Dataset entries
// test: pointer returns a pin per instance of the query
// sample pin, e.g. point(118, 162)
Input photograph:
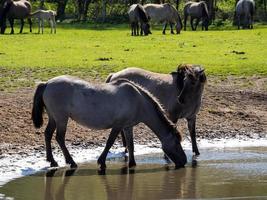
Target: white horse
point(48, 15)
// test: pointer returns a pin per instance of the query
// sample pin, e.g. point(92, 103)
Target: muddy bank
point(232, 108)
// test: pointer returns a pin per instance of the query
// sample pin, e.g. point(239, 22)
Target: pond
point(239, 173)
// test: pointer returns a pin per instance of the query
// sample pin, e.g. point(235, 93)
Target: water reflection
point(126, 183)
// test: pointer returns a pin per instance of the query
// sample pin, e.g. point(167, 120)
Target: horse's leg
point(191, 123)
point(128, 132)
point(164, 28)
point(30, 23)
point(60, 137)
point(123, 141)
point(192, 23)
point(11, 22)
point(21, 26)
point(197, 22)
point(185, 19)
point(51, 127)
point(171, 25)
point(111, 139)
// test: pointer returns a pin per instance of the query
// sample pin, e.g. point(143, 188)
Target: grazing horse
point(15, 10)
point(180, 92)
point(137, 15)
point(245, 10)
point(198, 11)
point(115, 105)
point(164, 13)
point(48, 15)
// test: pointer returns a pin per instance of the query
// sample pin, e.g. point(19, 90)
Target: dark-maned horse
point(15, 10)
point(245, 10)
point(198, 11)
point(137, 15)
point(164, 13)
point(180, 92)
point(115, 105)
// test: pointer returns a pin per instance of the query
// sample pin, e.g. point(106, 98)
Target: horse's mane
point(183, 69)
point(205, 9)
point(155, 102)
point(142, 14)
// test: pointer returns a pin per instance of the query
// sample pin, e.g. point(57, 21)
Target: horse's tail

Exercise prompt >> Starting at the line that contains "e.g. point(19, 90)", copy each line through the last one in the records, exactly, and output nothing else.

Expected answer >>
// sample pin, e.g. point(19, 90)
Target: dark-maned horse
point(15, 10)
point(245, 10)
point(198, 11)
point(137, 15)
point(164, 13)
point(180, 92)
point(115, 105)
// test: pointer returns a pin per instance of the query
// sample pin, e.g. point(106, 98)
Target: horse's mane
point(183, 69)
point(205, 9)
point(155, 102)
point(142, 14)
// test: pointer returns a pin per instance of the query
// sample pin, e.g. point(57, 21)
Target: horse's tail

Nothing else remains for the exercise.